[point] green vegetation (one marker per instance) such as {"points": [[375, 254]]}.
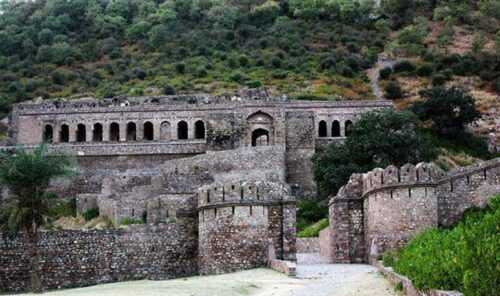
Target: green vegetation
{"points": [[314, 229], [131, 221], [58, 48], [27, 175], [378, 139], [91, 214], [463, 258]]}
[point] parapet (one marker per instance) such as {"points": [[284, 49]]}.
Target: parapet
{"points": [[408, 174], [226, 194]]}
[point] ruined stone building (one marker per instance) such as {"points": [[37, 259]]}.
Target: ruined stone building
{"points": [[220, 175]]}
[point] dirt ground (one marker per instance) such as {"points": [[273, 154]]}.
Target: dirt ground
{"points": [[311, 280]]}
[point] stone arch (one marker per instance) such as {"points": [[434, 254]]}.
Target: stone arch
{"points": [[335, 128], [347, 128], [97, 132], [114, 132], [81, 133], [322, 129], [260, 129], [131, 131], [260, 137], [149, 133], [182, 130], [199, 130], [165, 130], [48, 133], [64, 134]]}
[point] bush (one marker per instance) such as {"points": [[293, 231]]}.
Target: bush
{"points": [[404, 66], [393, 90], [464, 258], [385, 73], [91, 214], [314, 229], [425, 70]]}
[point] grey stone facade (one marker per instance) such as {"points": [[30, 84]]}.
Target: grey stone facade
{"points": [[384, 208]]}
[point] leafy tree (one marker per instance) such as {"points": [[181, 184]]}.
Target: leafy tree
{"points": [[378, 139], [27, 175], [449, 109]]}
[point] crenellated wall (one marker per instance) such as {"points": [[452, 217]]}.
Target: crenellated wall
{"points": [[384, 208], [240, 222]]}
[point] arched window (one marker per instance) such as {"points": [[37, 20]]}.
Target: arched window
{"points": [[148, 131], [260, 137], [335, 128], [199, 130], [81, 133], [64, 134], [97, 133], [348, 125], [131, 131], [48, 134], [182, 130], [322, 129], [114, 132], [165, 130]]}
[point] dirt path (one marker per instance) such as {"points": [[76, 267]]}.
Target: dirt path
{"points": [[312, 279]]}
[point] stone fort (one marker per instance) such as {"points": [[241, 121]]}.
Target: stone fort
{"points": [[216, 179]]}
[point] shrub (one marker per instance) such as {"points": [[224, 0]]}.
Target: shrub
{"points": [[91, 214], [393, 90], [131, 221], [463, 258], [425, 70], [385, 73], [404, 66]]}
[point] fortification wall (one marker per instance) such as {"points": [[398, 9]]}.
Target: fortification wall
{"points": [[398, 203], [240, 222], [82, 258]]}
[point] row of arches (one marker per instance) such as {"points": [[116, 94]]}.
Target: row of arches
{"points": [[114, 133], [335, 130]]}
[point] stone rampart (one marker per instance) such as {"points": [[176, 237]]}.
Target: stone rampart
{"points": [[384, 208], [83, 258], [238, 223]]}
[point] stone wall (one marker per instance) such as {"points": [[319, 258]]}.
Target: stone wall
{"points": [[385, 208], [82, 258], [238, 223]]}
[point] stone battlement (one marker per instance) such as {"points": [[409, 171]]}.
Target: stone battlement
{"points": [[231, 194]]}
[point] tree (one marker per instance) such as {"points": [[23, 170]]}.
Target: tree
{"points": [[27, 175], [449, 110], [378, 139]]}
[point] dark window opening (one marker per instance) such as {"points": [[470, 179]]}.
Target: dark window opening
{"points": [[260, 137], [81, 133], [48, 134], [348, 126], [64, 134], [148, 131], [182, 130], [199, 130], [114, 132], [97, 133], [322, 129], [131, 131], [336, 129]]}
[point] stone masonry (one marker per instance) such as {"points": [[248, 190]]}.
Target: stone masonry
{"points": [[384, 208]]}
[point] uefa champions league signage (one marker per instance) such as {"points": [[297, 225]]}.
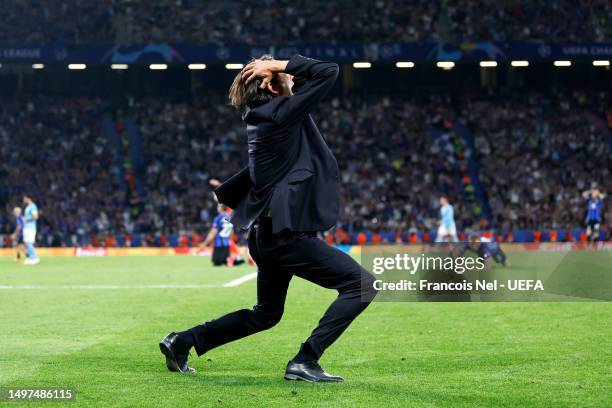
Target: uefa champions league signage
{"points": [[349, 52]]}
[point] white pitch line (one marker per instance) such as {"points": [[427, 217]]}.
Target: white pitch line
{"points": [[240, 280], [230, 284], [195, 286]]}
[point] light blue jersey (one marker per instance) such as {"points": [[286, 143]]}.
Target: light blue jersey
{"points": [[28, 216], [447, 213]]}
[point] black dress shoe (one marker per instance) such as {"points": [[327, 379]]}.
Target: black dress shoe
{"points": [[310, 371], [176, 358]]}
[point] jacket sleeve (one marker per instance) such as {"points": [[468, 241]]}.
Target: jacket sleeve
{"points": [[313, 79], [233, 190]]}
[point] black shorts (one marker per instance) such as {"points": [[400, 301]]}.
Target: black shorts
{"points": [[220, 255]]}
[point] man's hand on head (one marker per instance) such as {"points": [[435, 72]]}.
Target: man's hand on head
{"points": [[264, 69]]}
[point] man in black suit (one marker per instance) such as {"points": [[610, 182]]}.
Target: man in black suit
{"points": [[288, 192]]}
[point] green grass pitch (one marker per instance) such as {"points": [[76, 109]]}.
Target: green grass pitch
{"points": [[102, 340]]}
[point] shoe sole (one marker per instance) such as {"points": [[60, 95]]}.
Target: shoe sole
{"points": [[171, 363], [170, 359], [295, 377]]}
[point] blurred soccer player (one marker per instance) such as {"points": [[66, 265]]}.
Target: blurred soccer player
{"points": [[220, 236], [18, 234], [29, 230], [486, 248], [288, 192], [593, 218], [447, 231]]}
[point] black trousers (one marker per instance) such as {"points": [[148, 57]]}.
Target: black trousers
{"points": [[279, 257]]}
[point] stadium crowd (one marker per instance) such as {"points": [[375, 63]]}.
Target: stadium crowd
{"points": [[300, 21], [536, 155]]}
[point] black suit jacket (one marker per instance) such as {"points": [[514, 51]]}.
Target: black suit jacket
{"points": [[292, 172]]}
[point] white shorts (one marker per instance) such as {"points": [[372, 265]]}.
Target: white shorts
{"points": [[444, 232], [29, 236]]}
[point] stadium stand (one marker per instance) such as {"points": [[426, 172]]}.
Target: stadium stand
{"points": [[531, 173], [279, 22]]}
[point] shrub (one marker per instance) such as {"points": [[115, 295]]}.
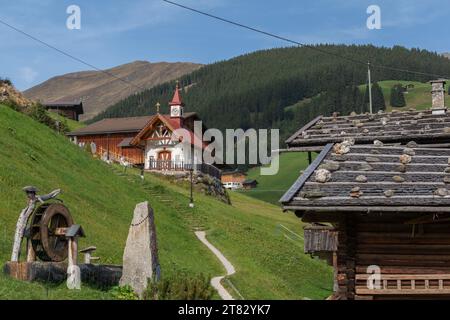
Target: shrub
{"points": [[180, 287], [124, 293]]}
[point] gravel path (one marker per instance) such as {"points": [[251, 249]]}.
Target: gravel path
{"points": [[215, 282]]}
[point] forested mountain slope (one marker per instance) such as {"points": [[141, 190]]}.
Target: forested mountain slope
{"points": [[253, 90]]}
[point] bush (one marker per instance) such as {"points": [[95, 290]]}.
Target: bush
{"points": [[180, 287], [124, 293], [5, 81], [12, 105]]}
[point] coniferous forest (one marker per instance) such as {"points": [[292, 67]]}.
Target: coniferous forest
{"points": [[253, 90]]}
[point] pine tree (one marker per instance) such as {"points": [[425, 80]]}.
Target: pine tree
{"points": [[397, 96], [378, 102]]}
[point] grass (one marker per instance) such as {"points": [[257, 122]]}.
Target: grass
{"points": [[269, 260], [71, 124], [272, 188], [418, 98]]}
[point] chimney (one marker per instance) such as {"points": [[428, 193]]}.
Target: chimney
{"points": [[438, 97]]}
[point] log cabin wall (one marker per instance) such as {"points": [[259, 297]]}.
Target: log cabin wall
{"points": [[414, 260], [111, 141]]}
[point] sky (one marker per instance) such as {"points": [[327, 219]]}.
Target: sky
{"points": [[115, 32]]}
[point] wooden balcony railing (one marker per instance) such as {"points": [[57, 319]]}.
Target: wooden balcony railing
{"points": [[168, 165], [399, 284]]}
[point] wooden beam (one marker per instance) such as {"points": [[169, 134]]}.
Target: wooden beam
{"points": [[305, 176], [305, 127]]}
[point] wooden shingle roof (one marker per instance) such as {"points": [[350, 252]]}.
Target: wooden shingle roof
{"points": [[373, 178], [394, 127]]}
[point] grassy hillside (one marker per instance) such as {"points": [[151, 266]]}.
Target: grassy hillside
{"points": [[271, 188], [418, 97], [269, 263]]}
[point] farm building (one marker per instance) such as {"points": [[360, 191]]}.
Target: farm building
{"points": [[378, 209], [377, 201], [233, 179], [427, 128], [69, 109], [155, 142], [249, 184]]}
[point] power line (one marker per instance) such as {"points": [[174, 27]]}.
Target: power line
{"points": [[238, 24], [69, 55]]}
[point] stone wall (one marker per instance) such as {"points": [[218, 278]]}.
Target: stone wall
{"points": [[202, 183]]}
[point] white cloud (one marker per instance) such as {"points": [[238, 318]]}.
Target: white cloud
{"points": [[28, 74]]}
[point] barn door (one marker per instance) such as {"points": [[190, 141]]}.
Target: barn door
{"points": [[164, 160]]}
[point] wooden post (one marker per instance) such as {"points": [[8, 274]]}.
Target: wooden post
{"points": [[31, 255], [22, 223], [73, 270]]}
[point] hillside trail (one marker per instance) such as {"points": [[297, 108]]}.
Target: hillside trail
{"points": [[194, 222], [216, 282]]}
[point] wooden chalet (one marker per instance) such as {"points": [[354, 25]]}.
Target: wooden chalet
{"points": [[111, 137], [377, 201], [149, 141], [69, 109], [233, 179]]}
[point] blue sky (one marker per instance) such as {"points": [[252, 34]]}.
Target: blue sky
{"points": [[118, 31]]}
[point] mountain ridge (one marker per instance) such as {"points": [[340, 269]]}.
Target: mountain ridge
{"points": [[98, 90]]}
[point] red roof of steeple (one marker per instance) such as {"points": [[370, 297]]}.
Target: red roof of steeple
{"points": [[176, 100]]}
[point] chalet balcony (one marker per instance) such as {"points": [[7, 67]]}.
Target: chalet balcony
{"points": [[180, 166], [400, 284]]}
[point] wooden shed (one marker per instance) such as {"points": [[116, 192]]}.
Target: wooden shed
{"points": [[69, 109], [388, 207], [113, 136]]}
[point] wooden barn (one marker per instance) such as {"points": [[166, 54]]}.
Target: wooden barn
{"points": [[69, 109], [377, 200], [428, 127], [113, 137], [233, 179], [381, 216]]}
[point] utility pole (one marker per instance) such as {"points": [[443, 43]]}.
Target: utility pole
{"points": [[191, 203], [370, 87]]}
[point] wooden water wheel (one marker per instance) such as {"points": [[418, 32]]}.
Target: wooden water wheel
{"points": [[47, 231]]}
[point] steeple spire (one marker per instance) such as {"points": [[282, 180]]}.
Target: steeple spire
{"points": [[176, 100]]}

□ □ □ □

**Your assignment**
Return exactly the lines above from the line that has "[point] power line" through the line that has "[point] wooden water", inclusive, and nothing else.

**Finished task**
[point] power line (one marker per instance) such as {"points": [[174, 27]]}.
Target: power line
{"points": [[238, 24], [69, 55]]}
[point] stone wall (one marker per instance) such as {"points": [[218, 278]]}.
Target: stone wall
{"points": [[202, 183]]}
[point] white cloud (one marker per instance) such as {"points": [[238, 318]]}.
Target: white cloud
{"points": [[28, 74]]}
[point] barn door (one marker per instance) such as {"points": [[190, 141]]}.
Target: barn door
{"points": [[164, 160]]}
[point] wooden post (one marker per instance) such as {"points": [[8, 274]]}.
Target: wooden post
{"points": [[31, 255], [22, 223], [73, 270]]}
[point] hillside trail (one marker per instance) such as {"points": [[297, 108]]}.
Target: hillside trail
{"points": [[194, 222], [216, 282]]}
[point] wooden chalet (one marker per instance) such as {"points": [[354, 25]]}.
Target: wooden chalet
{"points": [[111, 137], [377, 201], [149, 141], [69, 109], [233, 179]]}
[point] blue sky (one marker per instance) such as {"points": [[252, 34]]}.
Target: blue sky
{"points": [[118, 31]]}
[point] mountain ridge (one marker per instance) such as {"points": [[340, 269]]}.
Target: mountain ridge
{"points": [[98, 90]]}
[point] red roof of steeple (one marker per instance) such as {"points": [[370, 297]]}.
Target: red roof of steeple
{"points": [[176, 100]]}
[point] chalet balcony (one marker per instance) such as {"points": [[7, 67]]}.
Target: chalet balcony
{"points": [[180, 166], [400, 284]]}
[point] wooden shed (one marker per instance) such as {"points": [[116, 192]]}.
Target: wooden shed
{"points": [[69, 109], [388, 207], [113, 136]]}
[point] wooden barn (one marker per instance) such as {"points": [[166, 54]]}.
Target: wooden barn
{"points": [[69, 109], [377, 200], [428, 127], [113, 137], [233, 179], [381, 216]]}
[point] utility pole (one marker per instance) such as {"points": [[443, 43]]}.
Target: utility pole
{"points": [[191, 203], [370, 87]]}
[point] wooden water wheel (one marker per instance) such as {"points": [[418, 32]]}.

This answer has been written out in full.